┌─ PROVIDED PASSAGE

Doctoral Thesis
Seeing film: Reading contemporary film culture
Doctor of Philosophy (PhD), Murdoch University
1998
Abstract
This thesis works towards a revisionist structure of film and film theory in contemporary popular culture. Rather than taking the film text as a 'received object' of analysis, the aim is to foreground certain film texts and the ways of seeing that they demand. The films examined throughout this thesis are positioned as being not merely vehicles for driving theory. Rather, they stand as sites of investigation into the everyday aspects of cinema and popular culture.
This work is concerned with the way major theorists of film construct and focus on a classical canon and intends to develop a more lively (questioning) alternative method for film analysis by examining a range of marginal texts in culture: the less mainstream (and straight-to-video) releases, the production and reception of B-grade, exploitation and Aboriginal filmmaking. The latter consists of an indepth analysis of Tracey Moffatt's BeDevil and Anne Pratten's short film Terra Nullius. I also engage with the self-reflexive media aspects of the Gus Van Sant text To Die For.

└─
┌─ DATA RECORDS

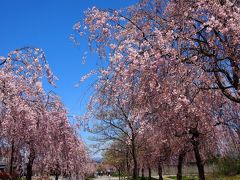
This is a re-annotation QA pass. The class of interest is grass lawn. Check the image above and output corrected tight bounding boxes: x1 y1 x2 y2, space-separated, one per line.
168 175 240 180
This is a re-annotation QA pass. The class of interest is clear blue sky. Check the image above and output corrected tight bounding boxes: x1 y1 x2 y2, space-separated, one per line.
0 0 136 156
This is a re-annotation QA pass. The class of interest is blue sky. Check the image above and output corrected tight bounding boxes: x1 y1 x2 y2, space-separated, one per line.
0 0 136 156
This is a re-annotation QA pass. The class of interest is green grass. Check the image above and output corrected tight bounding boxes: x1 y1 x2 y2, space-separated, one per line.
168 175 198 180
168 175 240 180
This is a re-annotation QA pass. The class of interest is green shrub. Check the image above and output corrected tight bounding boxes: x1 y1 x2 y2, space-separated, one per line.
216 157 240 176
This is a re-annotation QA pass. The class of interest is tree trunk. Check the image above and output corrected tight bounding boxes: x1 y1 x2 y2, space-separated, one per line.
193 144 205 180
132 138 138 180
158 162 163 180
148 167 152 180
190 128 205 180
177 152 186 180
126 148 130 179
118 169 121 180
142 168 144 180
26 149 35 180
55 174 59 180
9 140 15 176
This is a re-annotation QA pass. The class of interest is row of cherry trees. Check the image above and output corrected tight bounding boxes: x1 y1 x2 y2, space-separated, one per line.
74 0 240 180
0 47 91 180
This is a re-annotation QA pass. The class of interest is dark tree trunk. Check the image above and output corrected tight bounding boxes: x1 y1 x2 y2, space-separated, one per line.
193 144 205 180
132 138 138 180
9 140 15 176
142 168 144 180
158 162 163 180
118 169 121 180
177 152 186 180
190 128 205 180
148 167 152 180
126 148 130 179
55 174 59 180
26 150 35 180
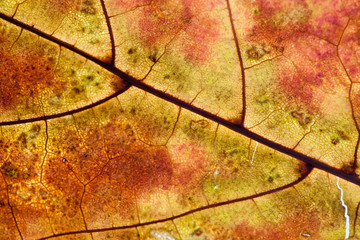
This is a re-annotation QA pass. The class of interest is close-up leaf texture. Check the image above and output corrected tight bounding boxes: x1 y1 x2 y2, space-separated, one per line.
0 0 360 240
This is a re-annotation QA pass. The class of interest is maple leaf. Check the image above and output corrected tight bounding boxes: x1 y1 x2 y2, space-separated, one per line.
0 0 360 240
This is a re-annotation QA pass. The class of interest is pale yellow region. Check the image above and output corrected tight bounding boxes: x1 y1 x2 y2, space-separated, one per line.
137 221 181 240
174 170 360 239
0 0 17 16
14 0 111 61
0 18 21 122
295 109 358 168
10 30 59 120
136 189 172 222
0 121 47 201
203 126 299 203
245 57 311 147
296 169 360 239
118 88 180 145
92 228 139 240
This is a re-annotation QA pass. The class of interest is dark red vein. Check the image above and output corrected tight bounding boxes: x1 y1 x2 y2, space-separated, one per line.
100 0 115 66
0 13 360 186
0 82 131 126
35 168 312 240
226 0 246 126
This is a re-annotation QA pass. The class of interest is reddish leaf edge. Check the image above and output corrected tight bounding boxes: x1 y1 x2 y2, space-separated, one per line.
38 166 313 240
0 13 360 186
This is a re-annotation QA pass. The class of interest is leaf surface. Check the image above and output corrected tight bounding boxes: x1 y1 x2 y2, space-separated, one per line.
0 0 360 240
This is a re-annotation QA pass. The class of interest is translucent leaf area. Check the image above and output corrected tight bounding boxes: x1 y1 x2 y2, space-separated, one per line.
0 0 360 240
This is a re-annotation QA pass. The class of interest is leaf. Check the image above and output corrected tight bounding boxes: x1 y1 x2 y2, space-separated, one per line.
0 0 360 240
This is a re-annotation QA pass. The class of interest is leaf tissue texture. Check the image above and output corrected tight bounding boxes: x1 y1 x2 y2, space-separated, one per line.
0 0 360 240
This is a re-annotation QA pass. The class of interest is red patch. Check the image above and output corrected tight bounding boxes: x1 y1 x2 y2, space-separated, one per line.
131 0 220 63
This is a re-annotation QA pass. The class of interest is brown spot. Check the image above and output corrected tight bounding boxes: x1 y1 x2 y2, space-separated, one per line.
1 162 20 178
291 111 312 127
331 138 340 145
0 51 64 110
190 119 209 131
111 78 127 92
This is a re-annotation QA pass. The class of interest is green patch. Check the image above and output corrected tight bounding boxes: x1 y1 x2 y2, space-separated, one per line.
1 162 20 178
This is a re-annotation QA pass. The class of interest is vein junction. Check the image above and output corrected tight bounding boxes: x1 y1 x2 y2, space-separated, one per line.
336 177 350 239
251 142 259 165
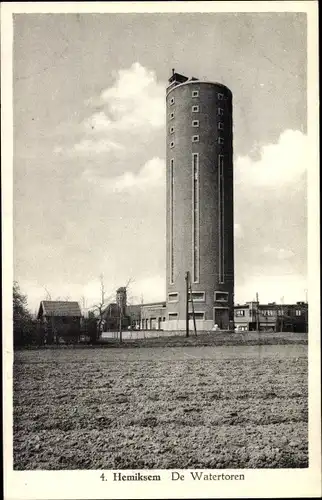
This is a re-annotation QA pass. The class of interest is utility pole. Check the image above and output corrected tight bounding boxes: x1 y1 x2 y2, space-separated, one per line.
256 292 259 332
185 271 189 337
189 281 197 336
120 305 122 342
281 297 284 332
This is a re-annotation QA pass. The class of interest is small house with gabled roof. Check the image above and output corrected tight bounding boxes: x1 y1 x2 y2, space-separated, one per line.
37 300 82 343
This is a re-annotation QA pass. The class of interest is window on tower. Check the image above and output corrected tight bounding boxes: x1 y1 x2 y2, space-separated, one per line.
168 292 179 302
192 153 199 283
189 311 205 321
218 155 225 283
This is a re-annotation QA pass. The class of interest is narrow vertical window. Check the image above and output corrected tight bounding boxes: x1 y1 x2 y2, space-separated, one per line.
218 155 225 283
192 153 199 283
169 159 174 284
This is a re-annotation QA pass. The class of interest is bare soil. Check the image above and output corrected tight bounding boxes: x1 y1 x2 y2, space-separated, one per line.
14 343 308 470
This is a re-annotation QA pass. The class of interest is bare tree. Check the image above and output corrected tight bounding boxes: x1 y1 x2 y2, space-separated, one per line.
119 278 134 342
43 286 51 300
91 274 112 336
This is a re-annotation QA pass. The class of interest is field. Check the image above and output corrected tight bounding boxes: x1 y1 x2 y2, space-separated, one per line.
14 336 308 470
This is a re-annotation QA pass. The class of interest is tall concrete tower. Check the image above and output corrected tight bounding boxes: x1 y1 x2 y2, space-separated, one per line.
165 70 234 330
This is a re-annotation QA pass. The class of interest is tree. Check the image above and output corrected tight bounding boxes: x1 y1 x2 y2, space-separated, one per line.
12 281 34 346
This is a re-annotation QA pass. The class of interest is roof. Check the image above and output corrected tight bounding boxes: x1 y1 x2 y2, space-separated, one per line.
38 300 82 317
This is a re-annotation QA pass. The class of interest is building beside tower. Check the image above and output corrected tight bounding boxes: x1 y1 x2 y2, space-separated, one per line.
164 72 234 330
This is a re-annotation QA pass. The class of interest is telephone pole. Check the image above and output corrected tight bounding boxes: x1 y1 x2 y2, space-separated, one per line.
281 297 284 332
189 281 197 336
256 292 259 332
185 271 189 337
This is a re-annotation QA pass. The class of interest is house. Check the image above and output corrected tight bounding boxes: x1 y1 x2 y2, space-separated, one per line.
234 302 308 332
37 300 82 344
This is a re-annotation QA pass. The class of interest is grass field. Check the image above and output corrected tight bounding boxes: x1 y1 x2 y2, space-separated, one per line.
14 338 308 470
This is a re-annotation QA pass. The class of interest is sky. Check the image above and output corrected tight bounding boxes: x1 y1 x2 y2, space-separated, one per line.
13 13 309 312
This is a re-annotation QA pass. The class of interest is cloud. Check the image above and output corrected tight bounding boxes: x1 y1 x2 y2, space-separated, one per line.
235 273 308 304
264 245 295 260
235 130 309 188
53 139 124 156
84 62 165 134
72 139 123 154
83 158 165 193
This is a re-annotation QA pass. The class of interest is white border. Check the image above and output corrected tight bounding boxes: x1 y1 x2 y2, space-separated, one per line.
1 1 321 500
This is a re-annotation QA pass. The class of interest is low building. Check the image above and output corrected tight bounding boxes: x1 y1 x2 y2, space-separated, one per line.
37 300 82 344
141 302 166 330
234 302 308 332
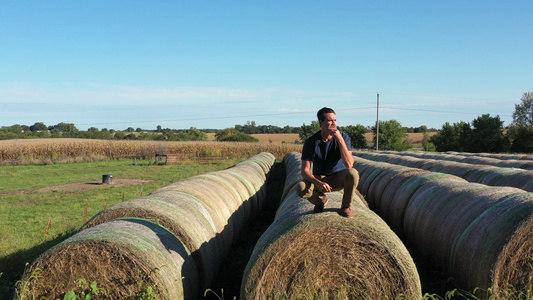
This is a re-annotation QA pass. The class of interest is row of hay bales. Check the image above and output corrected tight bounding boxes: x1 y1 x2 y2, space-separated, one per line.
354 156 533 299
18 152 275 299
354 151 533 192
380 151 533 170
240 152 422 299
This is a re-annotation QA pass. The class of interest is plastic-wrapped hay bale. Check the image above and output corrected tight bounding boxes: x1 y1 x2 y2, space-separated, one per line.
19 219 198 299
495 170 533 192
404 179 524 268
241 193 421 299
366 165 411 212
449 193 533 299
241 155 421 299
357 163 392 209
81 193 222 290
380 171 461 237
152 180 235 256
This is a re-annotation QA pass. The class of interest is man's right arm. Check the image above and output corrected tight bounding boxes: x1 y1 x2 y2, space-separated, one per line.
300 160 331 193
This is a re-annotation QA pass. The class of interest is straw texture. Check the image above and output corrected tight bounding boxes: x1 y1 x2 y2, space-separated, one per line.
241 153 421 299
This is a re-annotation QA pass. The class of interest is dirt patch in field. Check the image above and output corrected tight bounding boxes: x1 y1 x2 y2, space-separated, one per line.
0 178 152 198
39 178 150 192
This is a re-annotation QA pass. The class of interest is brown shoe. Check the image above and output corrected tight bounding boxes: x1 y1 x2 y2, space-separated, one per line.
313 194 328 214
341 206 353 218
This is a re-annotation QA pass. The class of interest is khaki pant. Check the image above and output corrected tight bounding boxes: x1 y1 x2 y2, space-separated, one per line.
298 168 359 207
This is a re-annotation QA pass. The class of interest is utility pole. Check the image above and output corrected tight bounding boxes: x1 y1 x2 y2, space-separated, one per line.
376 92 379 151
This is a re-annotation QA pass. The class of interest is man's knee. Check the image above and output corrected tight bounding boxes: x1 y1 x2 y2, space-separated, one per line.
296 180 309 198
346 168 359 186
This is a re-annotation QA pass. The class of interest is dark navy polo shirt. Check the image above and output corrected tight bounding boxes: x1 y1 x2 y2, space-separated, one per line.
302 131 352 175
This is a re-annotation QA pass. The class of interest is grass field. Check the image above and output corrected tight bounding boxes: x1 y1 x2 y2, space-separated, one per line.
0 159 240 299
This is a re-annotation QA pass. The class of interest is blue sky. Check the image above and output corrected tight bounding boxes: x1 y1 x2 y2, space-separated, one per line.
0 0 533 130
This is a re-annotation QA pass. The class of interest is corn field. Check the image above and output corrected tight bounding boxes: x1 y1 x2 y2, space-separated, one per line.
0 139 301 164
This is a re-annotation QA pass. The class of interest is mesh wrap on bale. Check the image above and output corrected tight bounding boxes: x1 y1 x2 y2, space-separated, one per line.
352 155 533 299
241 153 421 299
354 151 533 192
16 152 275 299
21 219 197 299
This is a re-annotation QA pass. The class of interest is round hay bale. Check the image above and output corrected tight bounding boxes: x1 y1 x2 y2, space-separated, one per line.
495 170 533 192
225 168 266 216
18 219 198 299
420 159 442 172
479 167 525 186
366 165 412 212
463 165 498 183
438 162 475 178
80 193 222 290
281 152 302 199
200 171 252 220
357 163 391 209
382 171 457 237
152 180 236 256
405 180 523 268
449 193 533 295
492 216 533 299
375 168 427 223
241 193 421 299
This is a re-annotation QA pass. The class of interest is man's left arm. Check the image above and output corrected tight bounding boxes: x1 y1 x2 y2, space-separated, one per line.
333 130 354 168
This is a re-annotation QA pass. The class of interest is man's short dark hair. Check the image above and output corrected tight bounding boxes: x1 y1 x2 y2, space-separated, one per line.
316 107 335 121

└─

*REQUIREMENTS*.
a) In the thesis abstract, which two works make up the in-depth analysis of Aboriginal filmmaking?
b) Return the wording of the thesis abstract starting at "This work is" and ending at "To Die For.".
These lines are separate material from the thesis abstract.

*THE ANSWERS*.
a) Tracey Moffatt's BeDevil and Anne Pratten's short film Terra Nullius.

b)
This work is concerned with the way major theorists of film construct and focus on a classical canon and intends to develop a more lively (questioning) alternative method for film analysis by examining a range of marginal texts in culture: the less mainstream (and straight-to-video) releases, the production and reception of B-grade, exploitation and Aboriginal filmmaking. The latter consists of an indepth analysis of Tracey Moffatt's BeDevil and Anne Pratten's short film Terra Nullius. I also engage with the self-reflexive media aspects of the Gus Van Sant text To Die For.